Dataset items
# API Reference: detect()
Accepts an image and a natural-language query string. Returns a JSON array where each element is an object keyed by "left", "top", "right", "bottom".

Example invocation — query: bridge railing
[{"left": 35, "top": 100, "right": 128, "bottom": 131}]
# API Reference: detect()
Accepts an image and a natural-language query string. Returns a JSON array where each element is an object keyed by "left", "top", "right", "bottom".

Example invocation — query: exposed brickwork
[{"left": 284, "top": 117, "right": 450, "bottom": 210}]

_Task goal_
Reproduce each entry above word for word.

_The response_
# API Reference: detect()
Accepts an image and a natural-language query string. Returns a JSON array where each element is an object keyed by "left", "top", "right", "bottom".

Example invocation — query: bridge railing
[{"left": 35, "top": 100, "right": 128, "bottom": 131}]
# API Reference: detect()
Accepts an image and a natural-language query string. Returns a JSON array where each element is an object keyed by "left", "top", "right", "bottom".

Example invocation — query: exposed brickwork
[{"left": 284, "top": 117, "right": 450, "bottom": 210}]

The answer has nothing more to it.